• **Passage du texte**:
◇ ◇ ◇ ◇ ◇

Mme Claire TUTENUIT, Déléguée générale de l’association « Les entreprises pour l’environnement »


Les conséquences du changement climatique sont aujourd’hui bien visibles dans le monde : changement des précipitations et des régimes hydriques, périodes d’extrêmes climatiques plus longues, décalage des saisons, montée du niveau des océans, désertification, etc. L’origine anthropique de celui-ci ne fait plus débat, et les gouvernements du monde entier se réunissent en décembre à Paris pour trouver un accord permettant de réduire les émissions de gaz à effet de serre sans compromettre la croissance attendue par leurs populations.

◇ ◇ ◇ ◇ ◇

• **Objectif énoncé 1**: Recopiez sans la moindre modification le passage sur le changement climatique, depuis « Mme Claire TUTENUIT, Déléguée » jusqu'à « par leurs populations. » inclus.

• **Données de travail**:
◇ ◇ ◇ ◇ ◇

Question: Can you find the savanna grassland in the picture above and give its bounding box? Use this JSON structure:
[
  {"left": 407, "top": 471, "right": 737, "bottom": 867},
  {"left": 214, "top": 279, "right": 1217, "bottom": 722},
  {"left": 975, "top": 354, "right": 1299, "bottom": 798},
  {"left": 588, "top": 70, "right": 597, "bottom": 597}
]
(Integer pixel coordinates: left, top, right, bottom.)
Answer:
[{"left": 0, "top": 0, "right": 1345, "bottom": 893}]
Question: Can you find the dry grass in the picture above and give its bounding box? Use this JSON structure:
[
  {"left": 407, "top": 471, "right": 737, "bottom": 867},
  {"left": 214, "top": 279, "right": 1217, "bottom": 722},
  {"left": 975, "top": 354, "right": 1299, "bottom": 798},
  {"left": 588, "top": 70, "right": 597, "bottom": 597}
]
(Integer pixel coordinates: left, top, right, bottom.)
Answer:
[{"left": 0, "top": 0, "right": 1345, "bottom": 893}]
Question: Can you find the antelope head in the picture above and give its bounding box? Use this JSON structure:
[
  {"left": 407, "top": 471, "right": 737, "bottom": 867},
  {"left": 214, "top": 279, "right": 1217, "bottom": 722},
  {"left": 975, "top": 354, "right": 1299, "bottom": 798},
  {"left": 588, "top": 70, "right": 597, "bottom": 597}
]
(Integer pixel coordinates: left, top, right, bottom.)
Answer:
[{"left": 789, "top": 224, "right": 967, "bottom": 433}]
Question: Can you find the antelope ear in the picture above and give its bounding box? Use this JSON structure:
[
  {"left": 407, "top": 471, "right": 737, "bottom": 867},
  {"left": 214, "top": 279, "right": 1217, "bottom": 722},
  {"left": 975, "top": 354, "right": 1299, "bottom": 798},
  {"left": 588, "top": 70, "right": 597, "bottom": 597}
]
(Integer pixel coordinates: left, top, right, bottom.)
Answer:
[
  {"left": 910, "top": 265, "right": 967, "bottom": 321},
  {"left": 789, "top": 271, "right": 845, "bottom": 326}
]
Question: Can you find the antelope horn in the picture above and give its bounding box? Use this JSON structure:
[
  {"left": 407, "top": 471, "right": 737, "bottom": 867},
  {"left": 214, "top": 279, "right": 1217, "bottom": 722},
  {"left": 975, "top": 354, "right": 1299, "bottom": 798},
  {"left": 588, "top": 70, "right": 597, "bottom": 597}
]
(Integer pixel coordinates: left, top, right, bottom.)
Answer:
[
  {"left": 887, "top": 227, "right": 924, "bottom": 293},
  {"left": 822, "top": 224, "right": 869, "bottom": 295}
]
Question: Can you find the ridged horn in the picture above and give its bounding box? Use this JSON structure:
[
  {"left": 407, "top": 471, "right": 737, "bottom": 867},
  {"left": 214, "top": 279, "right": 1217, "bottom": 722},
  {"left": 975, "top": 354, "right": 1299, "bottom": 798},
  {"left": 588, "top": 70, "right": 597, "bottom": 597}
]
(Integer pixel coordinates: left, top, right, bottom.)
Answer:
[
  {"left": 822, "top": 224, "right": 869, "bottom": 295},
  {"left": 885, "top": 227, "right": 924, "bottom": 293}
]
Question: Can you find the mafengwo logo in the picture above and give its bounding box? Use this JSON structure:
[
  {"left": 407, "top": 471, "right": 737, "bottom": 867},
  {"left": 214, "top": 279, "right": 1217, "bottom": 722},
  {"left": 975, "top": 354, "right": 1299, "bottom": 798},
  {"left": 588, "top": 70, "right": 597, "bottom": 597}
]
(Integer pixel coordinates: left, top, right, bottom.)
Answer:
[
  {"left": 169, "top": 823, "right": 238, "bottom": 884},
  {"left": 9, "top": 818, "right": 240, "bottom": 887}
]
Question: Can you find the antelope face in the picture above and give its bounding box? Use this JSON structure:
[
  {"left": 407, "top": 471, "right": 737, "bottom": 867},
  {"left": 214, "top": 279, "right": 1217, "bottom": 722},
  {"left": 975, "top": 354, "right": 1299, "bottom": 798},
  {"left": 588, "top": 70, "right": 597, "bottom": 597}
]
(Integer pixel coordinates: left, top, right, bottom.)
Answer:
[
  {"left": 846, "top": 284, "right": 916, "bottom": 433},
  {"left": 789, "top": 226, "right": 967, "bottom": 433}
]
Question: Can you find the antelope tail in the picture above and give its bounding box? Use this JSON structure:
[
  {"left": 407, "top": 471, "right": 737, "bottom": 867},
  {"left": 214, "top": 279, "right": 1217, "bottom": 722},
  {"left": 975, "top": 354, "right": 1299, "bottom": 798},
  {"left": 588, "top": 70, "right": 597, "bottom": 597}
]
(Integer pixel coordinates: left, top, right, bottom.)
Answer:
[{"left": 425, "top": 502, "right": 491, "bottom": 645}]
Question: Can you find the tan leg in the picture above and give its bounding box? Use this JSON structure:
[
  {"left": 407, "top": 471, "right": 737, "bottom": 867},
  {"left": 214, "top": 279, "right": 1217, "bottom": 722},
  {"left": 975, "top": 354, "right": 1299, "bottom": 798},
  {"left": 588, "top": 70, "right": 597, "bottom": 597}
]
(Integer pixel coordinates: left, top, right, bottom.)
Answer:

◇ ◇ ◇ ◇ ◇

• **Objectif énoncé 2**: Extrayez des enregistrements toutes les lignes qui contiennent la chaîne « horn ». Les majuscules et les minuscules comptent.

• **Production attendue 1**:
Mme Claire TUTENUIT, Déléguée générale de l’association « Les entreprises pour l’environnement »


Les conséquences du changement climatique sont aujourd’hui bien visibles dans le monde : changement des précipitations et des régimes hydriques, périodes d’extrêmes climatiques plus longues, décalage des saisons, montée du niveau des océans, désertification, etc. L’origine anthropique de celui-ci ne fait plus débat, et les gouvernements du monde entier se réunissent en décembre à Paris pour trouver un accord permettant de réduire les émissions de gaz à effet de serre sans compromettre la croissance attendue par leurs populations.

• **Production attendue 2**:
Question: Can you find the antelope horn in the picture above and give its bounding box? Use this JSON structure:
Question: Can you find the ridged horn in the picture above and give its bounding box? Use this JSON structure:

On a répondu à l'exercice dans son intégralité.